-------- Record extracts

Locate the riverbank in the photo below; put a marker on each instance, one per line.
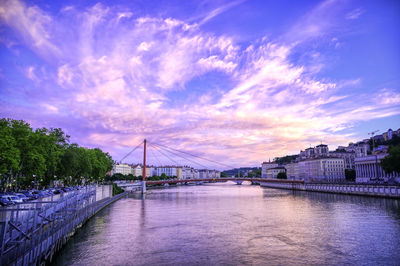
(349, 189)
(32, 234)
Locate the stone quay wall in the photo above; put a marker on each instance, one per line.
(350, 189)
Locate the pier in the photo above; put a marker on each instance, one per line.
(32, 232)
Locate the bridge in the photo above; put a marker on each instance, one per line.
(168, 152)
(134, 186)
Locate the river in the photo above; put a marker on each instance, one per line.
(227, 224)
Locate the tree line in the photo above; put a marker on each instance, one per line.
(131, 177)
(31, 158)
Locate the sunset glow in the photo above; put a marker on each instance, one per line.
(237, 81)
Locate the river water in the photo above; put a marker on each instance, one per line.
(226, 224)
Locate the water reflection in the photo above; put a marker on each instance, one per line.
(229, 224)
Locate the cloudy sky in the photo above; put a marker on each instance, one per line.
(236, 81)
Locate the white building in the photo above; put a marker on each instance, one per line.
(292, 170)
(265, 166)
(138, 170)
(368, 169)
(347, 156)
(360, 149)
(168, 170)
(273, 172)
(122, 168)
(322, 169)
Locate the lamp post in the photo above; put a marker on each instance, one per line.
(35, 185)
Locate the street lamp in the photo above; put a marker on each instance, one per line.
(34, 185)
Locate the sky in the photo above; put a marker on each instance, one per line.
(238, 82)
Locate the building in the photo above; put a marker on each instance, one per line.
(138, 170)
(168, 171)
(273, 172)
(122, 168)
(347, 156)
(322, 169)
(368, 169)
(360, 149)
(320, 150)
(265, 166)
(292, 170)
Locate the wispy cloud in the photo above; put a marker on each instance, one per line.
(219, 10)
(116, 78)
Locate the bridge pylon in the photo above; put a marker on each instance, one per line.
(144, 168)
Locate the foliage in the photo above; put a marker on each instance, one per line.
(350, 174)
(391, 163)
(37, 157)
(285, 159)
(117, 190)
(256, 173)
(281, 175)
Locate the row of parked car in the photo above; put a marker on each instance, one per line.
(11, 198)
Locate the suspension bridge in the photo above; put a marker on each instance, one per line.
(176, 156)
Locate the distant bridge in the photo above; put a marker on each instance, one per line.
(138, 185)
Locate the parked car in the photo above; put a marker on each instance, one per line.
(13, 198)
(4, 201)
(22, 196)
(29, 195)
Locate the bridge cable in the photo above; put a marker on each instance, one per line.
(129, 153)
(155, 156)
(157, 149)
(176, 154)
(226, 165)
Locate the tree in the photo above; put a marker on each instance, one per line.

----------------

### Task requirements
Through the last line of the entries above, beginning at the line containing "Locate the row", transcribe each line exactly, both ends included and nothing more.

### Written solution
Locate the row of parked car in the photo above; put a marker on each instance, one per line.
(11, 198)
Locate the suspension bridge in the photo above; put a marker on each instance, one per line.
(176, 156)
Locate the distant bridge in the photo above; put a marker on each instance, one per line.
(138, 185)
Locate the parked car in the photo above; put a marker on each instance, one per line.
(13, 198)
(4, 201)
(22, 196)
(29, 195)
Locate the bridge cable in the photo above; put a marker on each instance, one per line.
(129, 153)
(155, 156)
(157, 149)
(176, 154)
(226, 165)
Locate the tree in the photo above; put a marker on each instance, one per line.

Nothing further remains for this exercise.